▶ What you have to do:
Return each line of the items below that contains the word "woman". Treat uppercase and lowercase as different.

>> START Records for processing

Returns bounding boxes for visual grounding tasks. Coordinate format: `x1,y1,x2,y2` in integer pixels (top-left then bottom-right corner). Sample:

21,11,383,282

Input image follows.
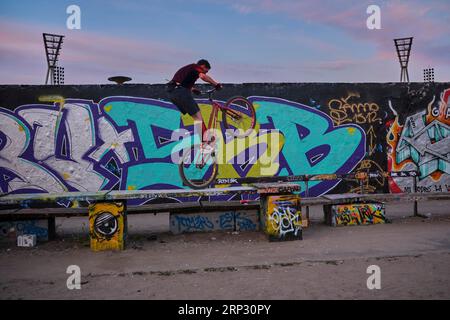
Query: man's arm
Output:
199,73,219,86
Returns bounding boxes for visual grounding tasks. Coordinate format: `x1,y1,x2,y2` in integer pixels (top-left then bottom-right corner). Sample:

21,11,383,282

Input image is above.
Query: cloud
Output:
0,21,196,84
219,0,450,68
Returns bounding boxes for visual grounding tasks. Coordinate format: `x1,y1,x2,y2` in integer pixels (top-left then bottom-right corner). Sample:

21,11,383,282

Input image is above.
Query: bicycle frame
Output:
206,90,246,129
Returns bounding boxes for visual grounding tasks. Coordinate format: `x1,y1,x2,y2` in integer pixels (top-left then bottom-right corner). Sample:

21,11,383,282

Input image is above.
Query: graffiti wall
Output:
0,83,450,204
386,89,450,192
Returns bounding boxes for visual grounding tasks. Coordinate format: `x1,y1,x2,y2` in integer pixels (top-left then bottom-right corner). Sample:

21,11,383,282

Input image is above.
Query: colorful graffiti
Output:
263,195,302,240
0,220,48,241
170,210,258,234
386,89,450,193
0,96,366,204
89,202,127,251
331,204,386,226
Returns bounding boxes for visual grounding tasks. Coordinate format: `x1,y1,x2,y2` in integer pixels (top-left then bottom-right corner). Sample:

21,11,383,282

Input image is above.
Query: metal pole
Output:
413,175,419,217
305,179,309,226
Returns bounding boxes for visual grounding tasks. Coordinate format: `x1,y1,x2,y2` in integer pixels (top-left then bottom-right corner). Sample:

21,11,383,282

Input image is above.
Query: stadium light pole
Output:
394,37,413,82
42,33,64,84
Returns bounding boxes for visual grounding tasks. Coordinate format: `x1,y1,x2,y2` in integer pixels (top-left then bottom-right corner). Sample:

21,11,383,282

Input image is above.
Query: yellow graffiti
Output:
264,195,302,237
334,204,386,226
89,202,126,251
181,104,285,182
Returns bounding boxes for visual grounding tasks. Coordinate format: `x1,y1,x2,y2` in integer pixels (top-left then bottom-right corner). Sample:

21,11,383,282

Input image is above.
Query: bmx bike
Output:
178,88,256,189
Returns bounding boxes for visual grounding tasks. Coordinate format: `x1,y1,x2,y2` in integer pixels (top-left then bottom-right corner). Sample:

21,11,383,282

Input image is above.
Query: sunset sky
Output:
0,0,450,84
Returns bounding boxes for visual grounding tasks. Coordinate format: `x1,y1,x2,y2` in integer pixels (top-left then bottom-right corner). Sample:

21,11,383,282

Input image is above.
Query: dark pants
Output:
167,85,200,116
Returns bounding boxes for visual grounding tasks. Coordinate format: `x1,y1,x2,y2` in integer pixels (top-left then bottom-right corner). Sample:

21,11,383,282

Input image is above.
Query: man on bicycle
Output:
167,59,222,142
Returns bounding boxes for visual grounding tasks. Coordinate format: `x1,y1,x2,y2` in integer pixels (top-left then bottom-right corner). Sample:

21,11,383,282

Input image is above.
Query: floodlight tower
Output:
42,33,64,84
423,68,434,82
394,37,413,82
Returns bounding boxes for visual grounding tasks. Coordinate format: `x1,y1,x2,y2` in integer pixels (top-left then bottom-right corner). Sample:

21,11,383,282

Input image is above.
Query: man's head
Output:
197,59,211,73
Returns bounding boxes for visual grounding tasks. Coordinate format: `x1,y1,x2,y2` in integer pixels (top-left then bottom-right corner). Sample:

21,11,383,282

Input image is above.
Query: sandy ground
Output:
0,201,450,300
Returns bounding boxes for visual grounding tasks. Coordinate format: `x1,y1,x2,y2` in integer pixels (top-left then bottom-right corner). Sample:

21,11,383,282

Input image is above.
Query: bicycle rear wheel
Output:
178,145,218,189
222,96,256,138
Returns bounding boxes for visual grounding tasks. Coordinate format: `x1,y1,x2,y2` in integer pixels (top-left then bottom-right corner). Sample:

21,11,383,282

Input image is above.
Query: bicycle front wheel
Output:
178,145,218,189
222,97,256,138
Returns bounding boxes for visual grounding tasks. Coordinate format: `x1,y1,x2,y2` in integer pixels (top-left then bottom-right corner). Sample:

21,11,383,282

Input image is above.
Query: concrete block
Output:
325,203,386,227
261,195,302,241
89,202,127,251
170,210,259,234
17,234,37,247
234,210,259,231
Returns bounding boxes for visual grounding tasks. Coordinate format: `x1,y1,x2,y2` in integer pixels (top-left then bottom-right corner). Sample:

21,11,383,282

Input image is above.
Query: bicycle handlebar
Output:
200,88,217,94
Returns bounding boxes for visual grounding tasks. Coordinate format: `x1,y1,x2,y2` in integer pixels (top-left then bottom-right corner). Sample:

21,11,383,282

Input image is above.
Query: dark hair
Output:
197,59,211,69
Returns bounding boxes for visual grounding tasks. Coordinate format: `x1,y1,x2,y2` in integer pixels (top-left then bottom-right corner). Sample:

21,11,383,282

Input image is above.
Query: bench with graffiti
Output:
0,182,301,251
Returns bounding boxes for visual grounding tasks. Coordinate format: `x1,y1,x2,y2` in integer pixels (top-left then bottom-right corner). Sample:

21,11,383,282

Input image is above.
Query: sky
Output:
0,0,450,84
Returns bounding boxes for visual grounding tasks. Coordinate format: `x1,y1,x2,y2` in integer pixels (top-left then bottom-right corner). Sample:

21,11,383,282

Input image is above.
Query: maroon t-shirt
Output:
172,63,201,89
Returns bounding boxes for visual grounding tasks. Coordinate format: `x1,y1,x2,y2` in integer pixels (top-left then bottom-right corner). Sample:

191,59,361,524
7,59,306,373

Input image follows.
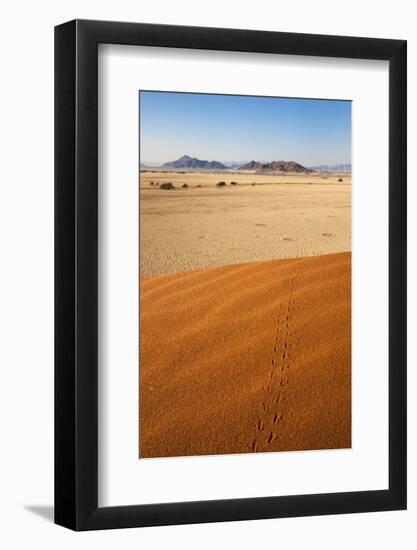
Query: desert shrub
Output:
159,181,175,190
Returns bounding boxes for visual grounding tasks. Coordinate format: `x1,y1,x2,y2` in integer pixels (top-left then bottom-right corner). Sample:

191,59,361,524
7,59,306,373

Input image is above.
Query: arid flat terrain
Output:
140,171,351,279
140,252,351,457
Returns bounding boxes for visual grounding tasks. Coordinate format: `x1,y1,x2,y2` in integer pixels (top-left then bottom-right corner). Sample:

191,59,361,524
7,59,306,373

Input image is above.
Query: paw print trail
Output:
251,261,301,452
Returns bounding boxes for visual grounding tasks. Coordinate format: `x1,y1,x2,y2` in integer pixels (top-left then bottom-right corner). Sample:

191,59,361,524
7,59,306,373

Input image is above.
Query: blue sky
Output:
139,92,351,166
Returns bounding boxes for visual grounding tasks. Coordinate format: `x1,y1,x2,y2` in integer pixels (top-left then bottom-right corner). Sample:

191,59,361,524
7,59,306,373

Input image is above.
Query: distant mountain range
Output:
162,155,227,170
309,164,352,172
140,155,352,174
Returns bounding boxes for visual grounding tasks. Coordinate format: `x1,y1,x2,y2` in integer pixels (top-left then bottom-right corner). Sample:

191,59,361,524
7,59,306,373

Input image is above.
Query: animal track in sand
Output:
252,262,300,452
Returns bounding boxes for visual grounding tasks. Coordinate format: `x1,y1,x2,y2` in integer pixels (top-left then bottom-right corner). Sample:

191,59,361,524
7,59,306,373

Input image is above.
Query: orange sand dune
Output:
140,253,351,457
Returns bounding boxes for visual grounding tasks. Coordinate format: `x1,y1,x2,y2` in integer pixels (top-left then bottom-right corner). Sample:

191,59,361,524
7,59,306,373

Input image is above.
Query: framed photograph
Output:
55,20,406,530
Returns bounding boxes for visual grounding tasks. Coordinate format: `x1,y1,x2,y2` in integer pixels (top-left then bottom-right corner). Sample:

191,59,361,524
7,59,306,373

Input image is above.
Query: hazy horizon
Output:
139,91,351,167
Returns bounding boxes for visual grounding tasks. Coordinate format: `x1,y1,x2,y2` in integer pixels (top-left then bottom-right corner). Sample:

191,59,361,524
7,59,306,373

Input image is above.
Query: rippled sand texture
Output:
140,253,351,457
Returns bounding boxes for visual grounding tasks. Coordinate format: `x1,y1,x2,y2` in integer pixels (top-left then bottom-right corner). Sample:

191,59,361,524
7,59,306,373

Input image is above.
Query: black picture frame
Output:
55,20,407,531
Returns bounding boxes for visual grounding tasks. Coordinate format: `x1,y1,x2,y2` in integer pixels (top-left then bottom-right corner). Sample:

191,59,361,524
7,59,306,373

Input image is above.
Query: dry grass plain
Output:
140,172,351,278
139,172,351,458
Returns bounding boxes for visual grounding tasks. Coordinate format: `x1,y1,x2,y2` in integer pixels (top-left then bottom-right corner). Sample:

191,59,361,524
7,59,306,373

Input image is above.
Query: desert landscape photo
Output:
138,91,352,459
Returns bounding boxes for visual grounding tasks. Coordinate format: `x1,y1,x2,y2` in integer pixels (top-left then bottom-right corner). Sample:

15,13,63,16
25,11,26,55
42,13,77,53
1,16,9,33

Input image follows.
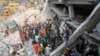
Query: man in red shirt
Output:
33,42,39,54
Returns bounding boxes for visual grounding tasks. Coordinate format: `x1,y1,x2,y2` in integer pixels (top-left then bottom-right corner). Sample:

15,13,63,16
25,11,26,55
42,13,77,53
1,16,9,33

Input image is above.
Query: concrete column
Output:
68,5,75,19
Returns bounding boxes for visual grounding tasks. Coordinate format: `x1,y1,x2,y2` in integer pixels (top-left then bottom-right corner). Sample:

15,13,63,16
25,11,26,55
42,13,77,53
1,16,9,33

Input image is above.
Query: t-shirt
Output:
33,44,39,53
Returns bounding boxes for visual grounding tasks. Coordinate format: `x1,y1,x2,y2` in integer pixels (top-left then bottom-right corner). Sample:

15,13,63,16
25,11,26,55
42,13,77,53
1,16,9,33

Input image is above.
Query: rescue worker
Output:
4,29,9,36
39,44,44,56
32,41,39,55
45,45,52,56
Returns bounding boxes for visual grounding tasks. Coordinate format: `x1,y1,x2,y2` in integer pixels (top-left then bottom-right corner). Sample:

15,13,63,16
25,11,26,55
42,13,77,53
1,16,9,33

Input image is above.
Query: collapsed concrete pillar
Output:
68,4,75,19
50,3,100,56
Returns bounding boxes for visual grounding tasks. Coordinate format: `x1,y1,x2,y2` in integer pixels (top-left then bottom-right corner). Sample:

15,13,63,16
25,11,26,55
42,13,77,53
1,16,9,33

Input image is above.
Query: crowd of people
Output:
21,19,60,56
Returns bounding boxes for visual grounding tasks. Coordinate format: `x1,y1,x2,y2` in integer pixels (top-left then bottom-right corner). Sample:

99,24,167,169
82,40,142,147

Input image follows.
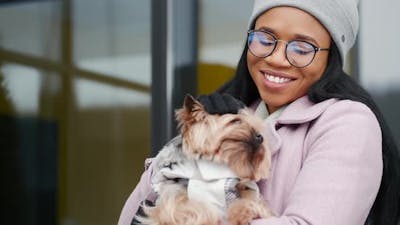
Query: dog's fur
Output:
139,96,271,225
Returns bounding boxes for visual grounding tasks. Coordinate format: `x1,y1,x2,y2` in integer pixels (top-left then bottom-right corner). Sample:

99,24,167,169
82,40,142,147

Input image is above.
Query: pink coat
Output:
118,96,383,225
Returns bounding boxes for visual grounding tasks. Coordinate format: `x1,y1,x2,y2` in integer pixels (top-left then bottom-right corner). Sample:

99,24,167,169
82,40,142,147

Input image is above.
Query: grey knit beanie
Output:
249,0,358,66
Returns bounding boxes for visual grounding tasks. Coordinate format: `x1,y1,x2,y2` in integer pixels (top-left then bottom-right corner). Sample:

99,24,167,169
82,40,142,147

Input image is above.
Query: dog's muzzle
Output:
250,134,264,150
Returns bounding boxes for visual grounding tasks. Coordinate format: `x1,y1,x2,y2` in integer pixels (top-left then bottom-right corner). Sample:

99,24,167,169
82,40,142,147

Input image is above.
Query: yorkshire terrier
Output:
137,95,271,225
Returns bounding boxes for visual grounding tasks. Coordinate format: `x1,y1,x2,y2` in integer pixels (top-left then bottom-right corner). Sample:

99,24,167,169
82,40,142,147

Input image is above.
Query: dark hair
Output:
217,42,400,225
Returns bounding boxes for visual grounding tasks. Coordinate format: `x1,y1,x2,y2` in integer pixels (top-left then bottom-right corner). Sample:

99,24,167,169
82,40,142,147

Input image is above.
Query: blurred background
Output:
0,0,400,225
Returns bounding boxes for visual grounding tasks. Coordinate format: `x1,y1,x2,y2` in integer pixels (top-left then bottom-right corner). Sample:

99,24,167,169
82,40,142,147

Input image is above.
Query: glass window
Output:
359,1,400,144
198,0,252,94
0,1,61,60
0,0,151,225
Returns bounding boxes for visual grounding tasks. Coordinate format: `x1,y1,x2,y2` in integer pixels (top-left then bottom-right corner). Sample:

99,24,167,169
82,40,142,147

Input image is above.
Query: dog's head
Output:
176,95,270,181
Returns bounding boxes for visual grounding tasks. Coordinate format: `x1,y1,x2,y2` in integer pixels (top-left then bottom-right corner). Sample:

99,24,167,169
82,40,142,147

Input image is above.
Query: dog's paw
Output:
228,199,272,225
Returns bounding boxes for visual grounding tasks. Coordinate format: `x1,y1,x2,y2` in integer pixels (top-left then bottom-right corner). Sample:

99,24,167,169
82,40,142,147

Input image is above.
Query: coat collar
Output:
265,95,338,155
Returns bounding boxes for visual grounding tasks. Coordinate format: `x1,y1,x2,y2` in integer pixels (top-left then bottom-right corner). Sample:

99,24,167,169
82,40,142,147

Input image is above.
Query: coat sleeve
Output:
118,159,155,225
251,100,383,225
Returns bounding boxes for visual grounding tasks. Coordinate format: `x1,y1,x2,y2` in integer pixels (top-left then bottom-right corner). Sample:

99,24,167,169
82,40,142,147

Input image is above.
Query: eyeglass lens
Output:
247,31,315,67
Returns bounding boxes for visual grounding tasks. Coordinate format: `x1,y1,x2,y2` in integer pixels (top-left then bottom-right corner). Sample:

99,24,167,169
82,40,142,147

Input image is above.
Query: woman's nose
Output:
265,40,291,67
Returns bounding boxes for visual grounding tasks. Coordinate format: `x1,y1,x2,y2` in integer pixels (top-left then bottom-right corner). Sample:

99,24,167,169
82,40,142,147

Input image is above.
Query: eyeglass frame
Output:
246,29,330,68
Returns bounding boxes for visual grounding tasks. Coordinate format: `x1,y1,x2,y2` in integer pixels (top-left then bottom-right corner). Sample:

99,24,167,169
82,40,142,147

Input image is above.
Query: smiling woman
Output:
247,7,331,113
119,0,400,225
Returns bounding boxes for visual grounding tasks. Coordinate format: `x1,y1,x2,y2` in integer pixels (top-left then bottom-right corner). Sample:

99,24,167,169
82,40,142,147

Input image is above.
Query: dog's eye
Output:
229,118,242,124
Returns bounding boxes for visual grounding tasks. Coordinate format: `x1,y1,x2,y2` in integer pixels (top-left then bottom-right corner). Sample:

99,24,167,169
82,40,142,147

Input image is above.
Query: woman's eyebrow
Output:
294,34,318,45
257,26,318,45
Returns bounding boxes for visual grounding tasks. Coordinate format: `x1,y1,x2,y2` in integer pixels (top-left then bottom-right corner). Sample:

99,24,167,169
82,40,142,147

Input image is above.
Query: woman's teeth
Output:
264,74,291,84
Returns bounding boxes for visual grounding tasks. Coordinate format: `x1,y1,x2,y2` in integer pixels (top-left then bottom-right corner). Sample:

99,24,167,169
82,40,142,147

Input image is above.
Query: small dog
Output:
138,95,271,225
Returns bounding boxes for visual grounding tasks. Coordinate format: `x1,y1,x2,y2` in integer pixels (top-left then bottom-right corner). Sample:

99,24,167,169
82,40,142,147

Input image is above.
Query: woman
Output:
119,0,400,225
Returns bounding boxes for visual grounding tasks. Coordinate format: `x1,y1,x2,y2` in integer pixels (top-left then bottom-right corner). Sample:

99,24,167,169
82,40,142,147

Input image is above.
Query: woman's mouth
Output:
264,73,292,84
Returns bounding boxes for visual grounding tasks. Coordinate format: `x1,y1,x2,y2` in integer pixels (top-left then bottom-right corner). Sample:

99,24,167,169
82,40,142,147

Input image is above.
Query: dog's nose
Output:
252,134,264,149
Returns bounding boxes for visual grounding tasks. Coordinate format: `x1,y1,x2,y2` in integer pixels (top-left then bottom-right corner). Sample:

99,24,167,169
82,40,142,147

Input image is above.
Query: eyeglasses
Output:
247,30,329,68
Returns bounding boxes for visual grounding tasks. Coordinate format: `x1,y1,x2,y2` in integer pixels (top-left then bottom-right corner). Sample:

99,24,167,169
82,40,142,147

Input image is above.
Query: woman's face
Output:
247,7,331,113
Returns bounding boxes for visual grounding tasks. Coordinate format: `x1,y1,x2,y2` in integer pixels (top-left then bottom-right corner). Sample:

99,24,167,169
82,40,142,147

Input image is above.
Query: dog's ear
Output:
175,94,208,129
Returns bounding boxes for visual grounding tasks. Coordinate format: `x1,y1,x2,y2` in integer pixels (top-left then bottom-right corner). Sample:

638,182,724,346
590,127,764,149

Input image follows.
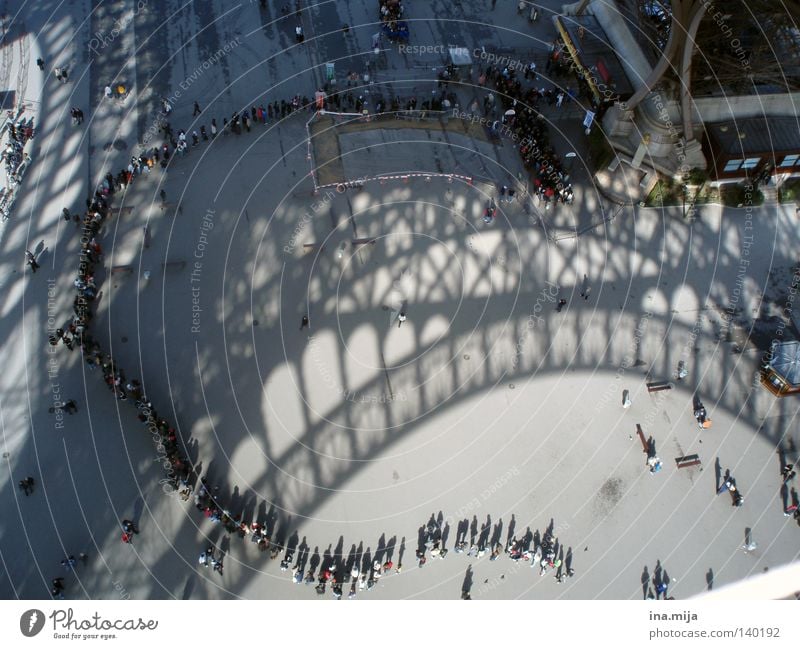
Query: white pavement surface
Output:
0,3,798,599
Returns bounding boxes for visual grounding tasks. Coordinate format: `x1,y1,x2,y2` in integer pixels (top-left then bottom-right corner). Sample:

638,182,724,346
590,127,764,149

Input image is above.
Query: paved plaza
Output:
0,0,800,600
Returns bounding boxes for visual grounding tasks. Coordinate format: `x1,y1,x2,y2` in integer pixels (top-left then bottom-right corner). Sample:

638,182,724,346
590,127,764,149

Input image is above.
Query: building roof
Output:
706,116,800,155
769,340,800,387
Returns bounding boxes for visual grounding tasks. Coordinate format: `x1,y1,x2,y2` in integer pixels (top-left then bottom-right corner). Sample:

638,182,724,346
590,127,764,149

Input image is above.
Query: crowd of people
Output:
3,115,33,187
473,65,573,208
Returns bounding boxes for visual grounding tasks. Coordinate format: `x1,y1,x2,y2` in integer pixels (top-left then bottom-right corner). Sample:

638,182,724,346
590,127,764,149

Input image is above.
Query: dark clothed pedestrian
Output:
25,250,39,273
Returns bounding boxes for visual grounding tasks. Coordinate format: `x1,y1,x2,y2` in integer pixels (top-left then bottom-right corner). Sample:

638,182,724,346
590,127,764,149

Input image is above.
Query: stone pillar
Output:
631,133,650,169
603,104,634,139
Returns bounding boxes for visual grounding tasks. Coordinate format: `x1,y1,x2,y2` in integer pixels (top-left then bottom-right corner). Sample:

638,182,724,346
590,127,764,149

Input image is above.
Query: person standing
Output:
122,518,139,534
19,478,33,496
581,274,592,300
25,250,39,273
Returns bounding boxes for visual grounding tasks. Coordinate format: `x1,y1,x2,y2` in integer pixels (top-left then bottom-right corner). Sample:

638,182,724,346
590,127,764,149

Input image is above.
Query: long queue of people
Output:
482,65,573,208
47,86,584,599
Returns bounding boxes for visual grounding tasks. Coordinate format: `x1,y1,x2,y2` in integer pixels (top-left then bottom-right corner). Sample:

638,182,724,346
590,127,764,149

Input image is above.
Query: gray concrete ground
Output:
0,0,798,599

>> END Records for processing

▶ Task answer:
Query: woman's nose
Query: smiling woman
Query: woman's eyebrow
Query: woman's teeth
Query: woman
Query: woman's mouth
Query: woman's face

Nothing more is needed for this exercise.